• _QUÉ SE PIDE_
Según el fragmento citado, ¿cuánto tiempo llevó trazar el negro del acrílico?

• _FRAGMENTO CITADO_
Sin embargo, allí, en el lienzo, el carboncillo
insinuaba una mesa cubierta con un mantel, y sobre él, en ascenso, una fila de
manzanas y una jarra. Nada más. y ya había dejado de notar la soledad
ahogándome. Me puse manos a la obra. Tracé con acrílico negro, sobre las líneas
del carboncillo, el borde de una mesa, y sobre ella el borde de un mantel, y
sobre el mantel, las esferas picudas de unas cuantas manzanas. Y sobre ellas,
en el centro del lienzo, la esbelta silueta de una jarra. Poco más de diez
minutos me ha llevado trazar el negro del acrílico, y ese tiempo apenas lo he
notado. Lo demás os lo podéis imaginar.

• _BLOQUE DE DATOS_
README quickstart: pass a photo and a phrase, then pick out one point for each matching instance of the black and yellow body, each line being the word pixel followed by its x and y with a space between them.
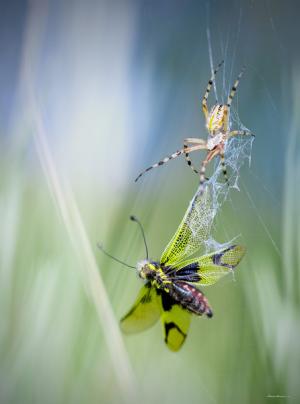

• _RESPUESTA_
Poco más de diez minutos.